> **Task objective**
In the birthday letter, what middle name did the baby's father insist she must have?

> **Document text**
--- --- ---

Tuesday, February 5, 2013

Two Years...

Can it really be two years?  Two years since I first held you, first glimpsed your chubby cheeks and tiny, folded ears?  Two years since your Daddy whispered, urgently, "Grace.  Her middle name must be Grace."  Two years since this song played over and over on repeat and I prayed, "You hold, God. You hold." Two years since you entered the world, purple and screaming and real and finally here.  


Brynnlie Grace, our sweet Baby Girl, two years ago you were born into this life; into my arms.  I remember holding a one-day-old bundle of you tightly to me in the hospital room, sunlight pouring through the second floor window, while a hymn was streaming on the computer.  I remember tears pouring down my face.  Your Daddy wanted to know why I was crying.  I couldn't answer.  I didn't know.

Maybe it was hormones.  Baby blues, coming on strong with this third baby cradled in the crook of my neck.  Maybe it was lack of sleep, since hospital beds never do provide all the rest a new Momma needs.  Maybe it was the fear about how I would manage three kids and how you would eat and if we would sleep and all the many possible challenges that we might face in the next few days, weeks, months, years...  I suppose it could have been so many things.  

But I think maybe, Baby Girl, the tears I cried that day were the beginning of admitting that I have been living a lie for a very long time.  It is a lie that has been a part of who I am, how I have defined myself, and what I have believed for as long as I can remember.  I have been living a lie, and with the beautiful, miraculous, wonderful arrival of you in my world, I am learning how to admit the truth.  

This lie carried me.  It brought me through dark nights and ugly days in my childhood, days that were filled with struggle and abuse, nights where my very soul was torn apart and my innocence was lost.  The lie has sustained me through grief and through chaos; it has bolstered my body through the daily need to just. keep. going.  Somehow, your very presence is helping me to find a way to admit the truth.

--- --- ---

> **Recorded data**
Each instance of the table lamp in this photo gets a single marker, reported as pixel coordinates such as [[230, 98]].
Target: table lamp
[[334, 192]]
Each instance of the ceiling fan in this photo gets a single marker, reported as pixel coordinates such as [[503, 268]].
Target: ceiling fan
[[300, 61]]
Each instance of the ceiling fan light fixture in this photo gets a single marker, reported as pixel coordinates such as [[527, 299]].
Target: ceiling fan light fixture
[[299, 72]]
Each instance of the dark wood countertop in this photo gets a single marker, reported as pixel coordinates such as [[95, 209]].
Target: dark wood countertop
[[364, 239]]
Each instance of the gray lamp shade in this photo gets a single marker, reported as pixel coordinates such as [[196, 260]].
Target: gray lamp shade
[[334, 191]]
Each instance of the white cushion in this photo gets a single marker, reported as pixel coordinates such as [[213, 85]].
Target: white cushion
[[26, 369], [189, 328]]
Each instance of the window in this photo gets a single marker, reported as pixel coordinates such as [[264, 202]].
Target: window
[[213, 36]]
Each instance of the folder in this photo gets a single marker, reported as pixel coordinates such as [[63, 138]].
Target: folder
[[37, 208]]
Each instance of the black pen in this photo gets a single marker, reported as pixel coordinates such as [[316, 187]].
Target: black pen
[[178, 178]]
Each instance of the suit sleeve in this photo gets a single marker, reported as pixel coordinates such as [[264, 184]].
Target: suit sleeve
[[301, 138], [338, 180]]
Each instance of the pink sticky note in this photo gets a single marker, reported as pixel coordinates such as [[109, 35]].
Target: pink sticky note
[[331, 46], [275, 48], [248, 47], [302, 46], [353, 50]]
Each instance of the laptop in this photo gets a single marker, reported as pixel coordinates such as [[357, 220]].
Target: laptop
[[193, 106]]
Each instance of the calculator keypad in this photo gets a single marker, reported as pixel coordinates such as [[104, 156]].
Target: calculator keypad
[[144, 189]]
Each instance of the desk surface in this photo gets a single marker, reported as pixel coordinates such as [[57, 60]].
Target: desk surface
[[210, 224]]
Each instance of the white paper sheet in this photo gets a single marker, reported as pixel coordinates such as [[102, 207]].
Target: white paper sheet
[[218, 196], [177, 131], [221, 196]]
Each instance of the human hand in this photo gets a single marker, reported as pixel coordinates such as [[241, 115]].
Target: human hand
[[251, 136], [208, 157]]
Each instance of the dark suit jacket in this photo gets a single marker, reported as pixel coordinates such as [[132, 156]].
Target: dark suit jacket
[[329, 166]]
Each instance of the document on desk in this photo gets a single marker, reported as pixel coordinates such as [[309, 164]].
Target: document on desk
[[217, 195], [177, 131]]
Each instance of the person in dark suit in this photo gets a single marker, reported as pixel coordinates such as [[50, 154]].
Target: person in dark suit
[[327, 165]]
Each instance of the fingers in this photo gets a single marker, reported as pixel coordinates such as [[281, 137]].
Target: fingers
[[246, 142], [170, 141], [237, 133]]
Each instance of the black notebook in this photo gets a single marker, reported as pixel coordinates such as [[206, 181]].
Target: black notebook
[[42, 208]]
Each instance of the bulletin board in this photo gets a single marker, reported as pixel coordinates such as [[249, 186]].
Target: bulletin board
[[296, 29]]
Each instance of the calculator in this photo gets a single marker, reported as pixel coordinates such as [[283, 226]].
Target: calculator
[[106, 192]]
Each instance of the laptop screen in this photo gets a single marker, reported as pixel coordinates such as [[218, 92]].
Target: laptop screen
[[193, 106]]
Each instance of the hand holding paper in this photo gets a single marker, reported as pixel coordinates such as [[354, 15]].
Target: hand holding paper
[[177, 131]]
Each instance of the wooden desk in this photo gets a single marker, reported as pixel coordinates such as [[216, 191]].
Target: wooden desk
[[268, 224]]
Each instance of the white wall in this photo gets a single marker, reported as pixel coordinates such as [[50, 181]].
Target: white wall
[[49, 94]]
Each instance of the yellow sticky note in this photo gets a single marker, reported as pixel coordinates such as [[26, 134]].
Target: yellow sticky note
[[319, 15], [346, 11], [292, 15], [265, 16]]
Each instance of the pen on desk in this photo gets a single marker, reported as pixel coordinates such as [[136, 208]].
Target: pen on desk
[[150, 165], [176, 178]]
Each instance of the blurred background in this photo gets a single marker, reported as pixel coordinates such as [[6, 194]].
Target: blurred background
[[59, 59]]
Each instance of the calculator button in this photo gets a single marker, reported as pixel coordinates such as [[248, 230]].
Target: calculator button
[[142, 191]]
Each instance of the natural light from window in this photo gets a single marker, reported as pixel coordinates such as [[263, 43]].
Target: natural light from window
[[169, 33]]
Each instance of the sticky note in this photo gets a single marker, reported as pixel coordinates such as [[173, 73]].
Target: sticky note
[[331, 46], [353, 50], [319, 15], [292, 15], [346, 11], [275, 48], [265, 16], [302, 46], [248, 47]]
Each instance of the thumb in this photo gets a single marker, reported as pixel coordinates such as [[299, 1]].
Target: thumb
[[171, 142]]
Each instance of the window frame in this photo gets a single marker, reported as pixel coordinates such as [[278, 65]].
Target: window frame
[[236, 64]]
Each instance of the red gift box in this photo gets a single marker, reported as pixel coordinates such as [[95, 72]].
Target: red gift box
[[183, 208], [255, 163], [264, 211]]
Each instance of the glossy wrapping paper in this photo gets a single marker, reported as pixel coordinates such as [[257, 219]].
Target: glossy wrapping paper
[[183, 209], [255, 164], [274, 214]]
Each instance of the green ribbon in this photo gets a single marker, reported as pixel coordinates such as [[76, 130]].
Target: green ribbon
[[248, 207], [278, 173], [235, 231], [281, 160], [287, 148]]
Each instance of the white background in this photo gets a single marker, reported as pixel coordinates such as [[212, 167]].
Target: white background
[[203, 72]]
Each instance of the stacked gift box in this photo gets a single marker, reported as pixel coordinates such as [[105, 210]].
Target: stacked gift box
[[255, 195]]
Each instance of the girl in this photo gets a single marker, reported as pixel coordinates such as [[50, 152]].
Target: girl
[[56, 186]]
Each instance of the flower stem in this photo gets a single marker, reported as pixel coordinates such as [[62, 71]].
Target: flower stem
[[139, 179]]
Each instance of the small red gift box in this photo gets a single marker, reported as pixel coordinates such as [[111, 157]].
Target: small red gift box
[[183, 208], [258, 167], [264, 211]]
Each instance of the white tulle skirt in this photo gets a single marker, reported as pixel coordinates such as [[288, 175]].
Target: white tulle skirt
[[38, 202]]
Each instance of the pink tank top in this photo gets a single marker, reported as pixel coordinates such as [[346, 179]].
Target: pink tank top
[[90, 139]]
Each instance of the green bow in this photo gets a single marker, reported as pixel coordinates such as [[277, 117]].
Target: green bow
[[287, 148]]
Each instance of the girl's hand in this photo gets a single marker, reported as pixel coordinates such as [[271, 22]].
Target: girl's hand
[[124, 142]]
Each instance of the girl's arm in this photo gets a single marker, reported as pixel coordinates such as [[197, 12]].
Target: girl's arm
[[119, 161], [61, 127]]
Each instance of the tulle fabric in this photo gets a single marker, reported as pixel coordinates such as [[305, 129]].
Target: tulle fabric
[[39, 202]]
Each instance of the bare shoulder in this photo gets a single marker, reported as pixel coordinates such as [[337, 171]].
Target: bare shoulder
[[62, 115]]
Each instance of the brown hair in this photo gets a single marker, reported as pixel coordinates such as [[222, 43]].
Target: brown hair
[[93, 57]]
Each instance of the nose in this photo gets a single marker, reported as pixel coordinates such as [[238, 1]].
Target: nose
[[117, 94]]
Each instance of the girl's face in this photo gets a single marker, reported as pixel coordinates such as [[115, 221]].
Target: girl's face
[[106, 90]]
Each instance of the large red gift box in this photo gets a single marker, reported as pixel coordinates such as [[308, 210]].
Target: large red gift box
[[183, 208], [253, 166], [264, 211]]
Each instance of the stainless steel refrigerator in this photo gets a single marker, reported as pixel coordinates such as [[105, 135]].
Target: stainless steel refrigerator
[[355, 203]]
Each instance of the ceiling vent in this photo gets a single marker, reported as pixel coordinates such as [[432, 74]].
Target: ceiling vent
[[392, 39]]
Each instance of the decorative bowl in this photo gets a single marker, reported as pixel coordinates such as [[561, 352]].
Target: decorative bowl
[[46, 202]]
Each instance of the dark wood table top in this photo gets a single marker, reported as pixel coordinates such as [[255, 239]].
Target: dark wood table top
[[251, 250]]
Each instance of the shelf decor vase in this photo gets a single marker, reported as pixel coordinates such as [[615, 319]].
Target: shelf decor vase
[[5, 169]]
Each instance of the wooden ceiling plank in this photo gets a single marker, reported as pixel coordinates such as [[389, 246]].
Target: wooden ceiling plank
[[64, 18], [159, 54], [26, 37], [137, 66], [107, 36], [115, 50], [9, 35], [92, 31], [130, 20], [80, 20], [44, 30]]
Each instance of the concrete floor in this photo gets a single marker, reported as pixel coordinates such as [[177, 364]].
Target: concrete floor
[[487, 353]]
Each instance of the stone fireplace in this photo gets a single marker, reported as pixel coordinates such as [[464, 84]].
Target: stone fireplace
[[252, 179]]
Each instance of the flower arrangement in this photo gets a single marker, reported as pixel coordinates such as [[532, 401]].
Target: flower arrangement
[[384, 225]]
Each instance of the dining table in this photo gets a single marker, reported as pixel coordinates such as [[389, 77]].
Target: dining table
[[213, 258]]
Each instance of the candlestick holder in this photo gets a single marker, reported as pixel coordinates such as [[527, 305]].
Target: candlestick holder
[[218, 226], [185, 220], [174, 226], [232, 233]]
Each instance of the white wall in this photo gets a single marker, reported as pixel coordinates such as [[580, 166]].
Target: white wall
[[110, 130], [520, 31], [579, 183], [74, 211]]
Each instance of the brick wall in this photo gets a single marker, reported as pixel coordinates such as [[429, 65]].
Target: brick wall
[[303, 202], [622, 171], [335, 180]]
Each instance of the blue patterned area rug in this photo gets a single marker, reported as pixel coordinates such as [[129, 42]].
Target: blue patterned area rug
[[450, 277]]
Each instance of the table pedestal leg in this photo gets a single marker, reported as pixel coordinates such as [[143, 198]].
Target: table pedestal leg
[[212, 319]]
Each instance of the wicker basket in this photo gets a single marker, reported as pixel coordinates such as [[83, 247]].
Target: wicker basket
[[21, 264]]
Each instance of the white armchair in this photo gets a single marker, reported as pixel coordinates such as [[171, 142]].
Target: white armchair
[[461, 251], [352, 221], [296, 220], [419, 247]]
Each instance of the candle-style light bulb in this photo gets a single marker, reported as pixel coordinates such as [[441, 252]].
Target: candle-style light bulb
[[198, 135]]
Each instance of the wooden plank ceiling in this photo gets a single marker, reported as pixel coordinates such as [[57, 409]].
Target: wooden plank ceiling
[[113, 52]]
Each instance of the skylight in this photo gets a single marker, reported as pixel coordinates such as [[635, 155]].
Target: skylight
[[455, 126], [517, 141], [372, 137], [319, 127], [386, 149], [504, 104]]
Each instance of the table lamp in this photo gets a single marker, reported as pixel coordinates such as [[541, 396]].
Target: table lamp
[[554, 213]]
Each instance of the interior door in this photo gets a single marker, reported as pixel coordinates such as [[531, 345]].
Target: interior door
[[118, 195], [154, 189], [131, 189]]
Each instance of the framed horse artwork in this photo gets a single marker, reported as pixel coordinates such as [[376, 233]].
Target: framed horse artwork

--- --- ---

> **Solution for this exercise**
Grace